---- RECORDS

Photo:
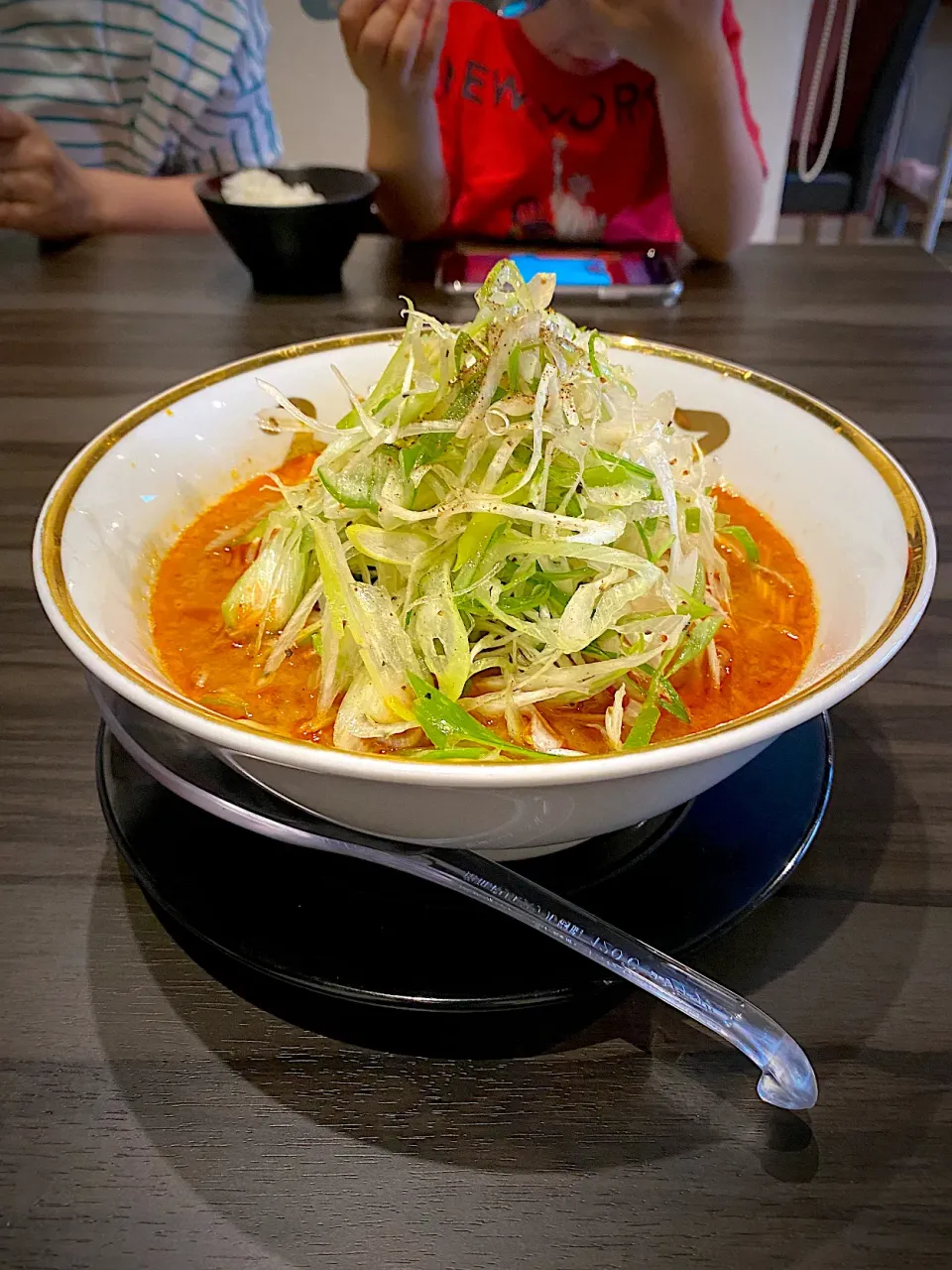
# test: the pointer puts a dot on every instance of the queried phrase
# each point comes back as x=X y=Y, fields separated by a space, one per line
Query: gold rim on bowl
x=54 y=517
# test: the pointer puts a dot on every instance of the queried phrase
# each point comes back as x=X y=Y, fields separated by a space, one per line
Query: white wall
x=774 y=35
x=320 y=105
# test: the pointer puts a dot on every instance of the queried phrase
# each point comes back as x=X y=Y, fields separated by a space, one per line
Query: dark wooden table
x=150 y=1120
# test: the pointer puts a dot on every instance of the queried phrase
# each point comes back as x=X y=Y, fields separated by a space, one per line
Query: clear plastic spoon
x=190 y=771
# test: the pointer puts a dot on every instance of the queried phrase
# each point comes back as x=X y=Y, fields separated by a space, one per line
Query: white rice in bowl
x=262 y=189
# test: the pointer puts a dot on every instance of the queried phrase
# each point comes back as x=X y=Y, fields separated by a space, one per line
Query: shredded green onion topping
x=499 y=524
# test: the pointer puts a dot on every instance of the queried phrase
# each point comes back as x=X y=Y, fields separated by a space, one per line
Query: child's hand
x=656 y=33
x=394 y=46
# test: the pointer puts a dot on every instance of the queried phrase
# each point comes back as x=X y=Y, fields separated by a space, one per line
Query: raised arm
x=715 y=171
x=394 y=48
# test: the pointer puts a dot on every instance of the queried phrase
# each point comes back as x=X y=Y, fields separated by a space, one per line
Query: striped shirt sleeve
x=236 y=127
x=143 y=85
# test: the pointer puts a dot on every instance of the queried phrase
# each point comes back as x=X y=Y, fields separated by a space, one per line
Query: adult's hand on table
x=42 y=190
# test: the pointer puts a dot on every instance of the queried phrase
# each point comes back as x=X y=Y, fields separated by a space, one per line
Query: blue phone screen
x=570 y=271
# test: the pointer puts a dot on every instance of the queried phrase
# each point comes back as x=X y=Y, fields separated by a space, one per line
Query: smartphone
x=643 y=273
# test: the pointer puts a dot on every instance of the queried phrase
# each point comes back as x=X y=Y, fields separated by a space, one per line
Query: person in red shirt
x=581 y=121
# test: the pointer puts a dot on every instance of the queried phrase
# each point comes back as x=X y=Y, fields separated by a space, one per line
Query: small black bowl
x=295 y=250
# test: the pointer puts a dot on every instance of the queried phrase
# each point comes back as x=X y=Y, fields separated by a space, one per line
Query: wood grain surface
x=151 y=1120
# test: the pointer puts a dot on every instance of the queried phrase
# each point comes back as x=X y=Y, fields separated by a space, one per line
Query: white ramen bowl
x=848 y=508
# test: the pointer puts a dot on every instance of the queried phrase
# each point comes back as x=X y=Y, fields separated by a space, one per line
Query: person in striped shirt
x=108 y=105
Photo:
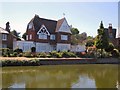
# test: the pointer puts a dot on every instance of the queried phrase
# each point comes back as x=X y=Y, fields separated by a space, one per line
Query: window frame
x=64 y=37
x=4 y=37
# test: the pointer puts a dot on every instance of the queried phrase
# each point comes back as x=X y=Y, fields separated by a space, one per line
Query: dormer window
x=30 y=25
x=4 y=37
x=43 y=32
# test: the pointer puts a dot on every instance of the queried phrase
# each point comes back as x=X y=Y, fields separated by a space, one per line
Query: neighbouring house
x=47 y=35
x=7 y=40
x=111 y=34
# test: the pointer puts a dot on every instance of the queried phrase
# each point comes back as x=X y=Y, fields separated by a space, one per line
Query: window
x=26 y=37
x=30 y=36
x=43 y=33
x=4 y=46
x=64 y=37
x=52 y=37
x=4 y=37
x=42 y=36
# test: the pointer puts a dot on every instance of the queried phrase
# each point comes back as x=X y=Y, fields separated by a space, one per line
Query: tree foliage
x=14 y=32
x=89 y=43
x=110 y=48
x=24 y=36
x=74 y=31
x=102 y=40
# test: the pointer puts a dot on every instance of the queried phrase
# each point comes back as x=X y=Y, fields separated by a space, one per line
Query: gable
x=43 y=30
x=64 y=27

--------

## THE PROBLEM
Your copy of the data should match it exactly, except that pictures are left out.

## COMPLETE RESPONSE
Photo:
# test: the pointer puts a dot on every instance of the queried phrase
# each point comes back as x=X y=Y, fields separated by a space, one per line
Query: gold rim on bowl
x=54 y=517
# test: the pointer puts a dot on every instance of the queried phrase
# each point comes back as x=X y=Y, fields separated by a space, one per line
Query: white wall
x=774 y=35
x=320 y=105
# test: the pointer puts a dot on every instance of the queried phrase
# each point comes back as x=X y=Y, fields separated by a space, one per line
Query: dark wooden table
x=150 y=1120
# test: the pointer puts a dot on every instance of the queried phrase
# each point comes back as x=X y=Y, fields separated by a space, one per line
Query: clear plastic spoon
x=190 y=771
# test: the pointer puts a dot on every instance of the queried phrase
# each point comes back as x=X y=Y, fields separated by a space, one per line
Query: white rice in bowl
x=262 y=189
# test: the pointer puts a dot on every instance of the queried phrase
# each point comes back as x=X y=Y, fields separated by a space, one per line
Query: shredded green onion topping
x=499 y=524
# test: the pointer puts a dot on every instance of the queried phrase
# each point comes back as x=X y=Y, fields separated by a space, one per line
Query: child's hand
x=656 y=33
x=394 y=46
# test: the pointer puts a dot on every instance of the queried phrase
# each point comes back as x=X y=Y, fields separated by a space, one per line
Query: raised arm
x=715 y=171
x=394 y=48
# test: the pointer puts a dot on every instance of the queried phrase
# each point comes back as x=X y=Y, fields separated by a space, one per line
Query: striped shirt sleeve
x=236 y=127
x=143 y=85
# test: the pointer puts a dot on every instance of the queried phrase
# each point comes back as x=X y=Y, fields separated by a space, one per line
Query: adult's hand on table
x=42 y=190
# test: the pointer puts a dot on every instance of the queried phrase
# each point comes back as x=X y=Y, fields separated by a space, one per line
Query: blue phone screen
x=570 y=271
# test: the pointer puts a dot on every instance of the queried phrase
# each point comes back as x=X y=Y, fields separated by a space, one per line
Query: smartphone
x=643 y=273
# test: the pointer puts a dot on every instance of the queried phrase
# each point comes back as x=X y=Y, fields separated by a space, one per line
Query: person in red shirt
x=581 y=121
# test: the pointer puts a dot on every instance of the queried phrase
# each point comes back as x=X y=Y, fields separated by a space, one per line
Query: small black bowl
x=295 y=250
# test: the pointer puts a dot on every instance of the queried phrase
# each point comes back as x=X y=Y, fields separated by a space, one per line
Query: wood grain surface
x=151 y=1120
# test: the pointer puts a dot on every instance of the queried phrase
# each point comes back as x=X y=Y, fields separated by a space, one per line
Query: white ramen bowl
x=848 y=508
# test: the pointer puts a dot on every instance of the queried phrase
# each point comes back as x=X y=Y, fields separated by a space, one per line
Query: person in striped shirt
x=108 y=105
Photo:
# test: the pointer puts a dot on every instance of the queried phrase
# each point comes back as x=X y=Y, fields separated by a space, one per line
Query: window frame
x=64 y=37
x=4 y=37
# test: the pointer puts a dot on every instance of the queried phrase
# each point comes back as x=X y=Y, fields separated by a space, one per line
Query: dormer window
x=30 y=25
x=4 y=37
x=43 y=32
# test: the pointer puts a dot on every instance of the queried phrase
# each point comes back as x=X y=Y, fields separated by a space, one per line
Query: neighbouring house
x=47 y=35
x=7 y=40
x=111 y=34
# test: the pointer puts a dot on every instance of the queried phrase
# each point comes back as x=X y=Y, fields separated by a space, one per line
Query: window
x=26 y=37
x=30 y=36
x=43 y=33
x=4 y=46
x=64 y=37
x=52 y=37
x=4 y=37
x=42 y=36
# test: the pointer puts a dot on every instance of the queried phrase
# each point comes back as x=X y=Y, fields separated by a space, one per line
Query: tree foliage
x=14 y=32
x=89 y=43
x=110 y=48
x=24 y=36
x=74 y=31
x=102 y=40
# test: the pointer puts a dot on every instance of the queried phrase
# each point comes back as x=X y=Y, fields separated by a space, one per line
Query: gable
x=43 y=30
x=64 y=27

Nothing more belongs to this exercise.